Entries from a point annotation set

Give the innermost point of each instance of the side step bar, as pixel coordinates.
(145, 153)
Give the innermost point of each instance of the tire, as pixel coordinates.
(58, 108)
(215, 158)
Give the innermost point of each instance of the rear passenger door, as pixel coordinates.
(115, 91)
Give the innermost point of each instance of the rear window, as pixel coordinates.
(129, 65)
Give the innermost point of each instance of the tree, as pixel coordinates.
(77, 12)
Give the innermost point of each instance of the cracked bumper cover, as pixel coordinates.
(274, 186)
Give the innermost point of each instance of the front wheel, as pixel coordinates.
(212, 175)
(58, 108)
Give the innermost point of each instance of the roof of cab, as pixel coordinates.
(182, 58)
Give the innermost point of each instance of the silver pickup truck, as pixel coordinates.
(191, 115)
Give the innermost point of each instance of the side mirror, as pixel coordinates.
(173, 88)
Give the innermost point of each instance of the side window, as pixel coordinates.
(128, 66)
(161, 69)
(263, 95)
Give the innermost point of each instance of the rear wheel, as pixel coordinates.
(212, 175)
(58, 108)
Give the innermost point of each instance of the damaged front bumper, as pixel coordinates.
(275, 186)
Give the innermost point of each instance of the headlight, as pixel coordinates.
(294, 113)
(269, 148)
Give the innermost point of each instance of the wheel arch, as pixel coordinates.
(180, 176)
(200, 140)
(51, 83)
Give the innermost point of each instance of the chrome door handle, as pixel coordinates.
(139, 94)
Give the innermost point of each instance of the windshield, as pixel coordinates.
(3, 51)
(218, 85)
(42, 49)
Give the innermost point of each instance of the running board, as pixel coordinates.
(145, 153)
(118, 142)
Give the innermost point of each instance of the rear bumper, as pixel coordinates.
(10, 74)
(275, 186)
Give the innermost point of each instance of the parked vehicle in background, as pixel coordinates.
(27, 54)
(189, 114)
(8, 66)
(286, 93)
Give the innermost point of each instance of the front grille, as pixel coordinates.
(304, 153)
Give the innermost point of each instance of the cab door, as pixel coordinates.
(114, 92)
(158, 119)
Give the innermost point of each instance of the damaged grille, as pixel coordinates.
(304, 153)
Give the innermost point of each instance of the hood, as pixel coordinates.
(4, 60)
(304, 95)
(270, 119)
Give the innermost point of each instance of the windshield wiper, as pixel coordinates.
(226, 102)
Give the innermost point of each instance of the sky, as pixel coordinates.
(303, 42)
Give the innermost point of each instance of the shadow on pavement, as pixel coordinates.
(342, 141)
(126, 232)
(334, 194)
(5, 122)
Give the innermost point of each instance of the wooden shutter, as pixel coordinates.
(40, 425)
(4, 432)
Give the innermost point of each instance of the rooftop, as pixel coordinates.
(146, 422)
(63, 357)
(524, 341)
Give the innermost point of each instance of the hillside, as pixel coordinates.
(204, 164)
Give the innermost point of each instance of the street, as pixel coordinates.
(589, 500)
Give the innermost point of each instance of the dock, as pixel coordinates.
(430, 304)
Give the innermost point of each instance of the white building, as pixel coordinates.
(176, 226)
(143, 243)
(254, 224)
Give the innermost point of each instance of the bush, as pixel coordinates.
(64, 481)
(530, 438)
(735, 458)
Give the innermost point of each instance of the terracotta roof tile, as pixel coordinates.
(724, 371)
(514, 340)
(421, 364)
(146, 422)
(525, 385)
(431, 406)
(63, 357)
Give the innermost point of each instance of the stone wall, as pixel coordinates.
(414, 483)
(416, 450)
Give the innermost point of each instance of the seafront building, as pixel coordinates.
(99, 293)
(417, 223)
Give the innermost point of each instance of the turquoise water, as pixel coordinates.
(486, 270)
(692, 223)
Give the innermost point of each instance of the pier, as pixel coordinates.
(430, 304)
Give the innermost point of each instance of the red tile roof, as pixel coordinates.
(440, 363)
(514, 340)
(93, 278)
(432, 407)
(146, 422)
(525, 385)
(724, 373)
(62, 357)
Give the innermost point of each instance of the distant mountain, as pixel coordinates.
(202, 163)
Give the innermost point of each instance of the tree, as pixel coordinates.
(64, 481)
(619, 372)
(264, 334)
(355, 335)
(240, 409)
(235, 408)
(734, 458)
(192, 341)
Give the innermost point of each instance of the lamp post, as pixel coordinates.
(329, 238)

# Exercise details:
Using the data above, print every record exactly as shown.

# Result of this task:
Give the innermost point of each instance of the side step bar, as pixel coordinates.
(145, 153)
Give the innermost point of each instance of the tire, as pixel coordinates.
(58, 108)
(215, 158)
Give the innermost point of each instance of the rear passenger door, as pixel coordinates.
(115, 91)
Give the innermost point of each instance of the rear window, as pixel coordinates.
(129, 65)
Give the innermost point of each instance of the tree, as pixel coordinates.
(77, 12)
Give the innermost point of each instance of the cracked bumper cover, as pixel coordinates.
(274, 186)
Give the innermost point of each instance of the front wheel, as pixel coordinates.
(212, 175)
(58, 108)
Give the innermost point of each instance of the roof of cab, as pixel coordinates.
(182, 58)
Give the innermost point of each instance of the silver pickup truck, as pixel coordinates.
(191, 115)
Give the innermost point of each instance of the side mirror, as pixel coordinates.
(173, 88)
Give the innermost point of each instance of the side window, as pixel coordinates.
(128, 66)
(161, 69)
(263, 95)
Give the innermost point of each instance of the rear wheel, as pixel coordinates.
(212, 175)
(58, 108)
Give the innermost point of each instance of the damaged front bumper, as pixel coordinates.
(275, 186)
Give the innermost point of each instance of the headlight, as pixel coordinates.
(294, 113)
(269, 148)
Give the innermost point of each instance of the wheel arch, as pixel coordinates.
(180, 176)
(200, 140)
(51, 83)
Give the innermost point of each instance of the chrome door handle, as pixel coordinates.
(139, 94)
Give the innermost point of each instance of the windshield, as pixel coordinates.
(3, 51)
(218, 85)
(42, 49)
Give the innermost point of each instance of the running board, as pixel coordinates.
(145, 153)
(118, 142)
Give the innermost point of each instance of the rear bumper, as pixel coordinates.
(10, 74)
(275, 186)
Give the innermost point of each instance of the parked vehicle in background, as pixel coordinates.
(27, 54)
(189, 114)
(8, 66)
(286, 93)
Give the innermost point of each instance of the front grille, as pixel coordinates.
(304, 153)
Give the innermost point of each instance of the cab door, as pixel coordinates.
(114, 92)
(158, 119)
Give the innermost point of each instance of the damaged grille, as pixel coordinates.
(304, 153)
Give the innermost point of each instance of the hood, as pixel coordinates.
(4, 60)
(304, 95)
(270, 119)
Give the innermost point of each instance of the windshield wiper, as pixel coordinates.
(226, 102)
Give the innermost point of each instance of the sky, as pixel coordinates.
(303, 42)
Give the innermost point of each instance of the shadow on pavement, as pixel coordinates.
(342, 141)
(126, 232)
(334, 194)
(5, 122)
Give the innermost point of each instance of the wooden shutter, as pixel coordinates.
(40, 425)
(4, 432)
Give the innermost point of each instance of the rooftop, as pixel coordinates.
(146, 422)
(63, 357)
(524, 341)
Give the innermost point of each instance of the hillside, as pixel coordinates.
(204, 164)
Give the innermost point of each instance of the street, as pixel coordinates.
(589, 500)
Give the innermost point of each instance of the dock, as pixel coordinates.
(430, 304)
Give the innermost point of each instance of the white building, as pixel coordinates.
(176, 226)
(143, 243)
(254, 224)
Give the innermost point of each instance of the bush, as pixel coordinates.
(64, 481)
(530, 438)
(735, 458)
Give the innermost point of each instance of the terracotta roof tile, as pixel coordinates.
(724, 371)
(514, 340)
(421, 364)
(146, 422)
(525, 385)
(431, 406)
(63, 357)
Give the innermost point of each instance of the stone wall, as pixel coordinates.
(414, 483)
(416, 450)
Give the innermost point of each instance of the seafront building, as pixel coordinates.
(99, 293)
(417, 223)
Give the innermost point of each instance of the turquoise water, as pixel coordinates.
(486, 270)
(692, 223)
Give the innermost point of each instance of the pier, as pixel coordinates.
(430, 304)
Give the innermost point of each instance of the red tile roof, as pixel coordinates.
(440, 363)
(514, 340)
(93, 278)
(432, 407)
(146, 422)
(525, 385)
(724, 373)
(62, 357)
Give the innermost point of each instance of the distant mountain, as pixel coordinates.
(202, 163)
Give the innermost point of each instance of the tree, as pixel coordinates.
(64, 481)
(619, 372)
(264, 334)
(355, 335)
(240, 409)
(235, 408)
(734, 458)
(192, 341)
Give the innermost point of each instance of the lamp post, as pixel coordinates.
(329, 238)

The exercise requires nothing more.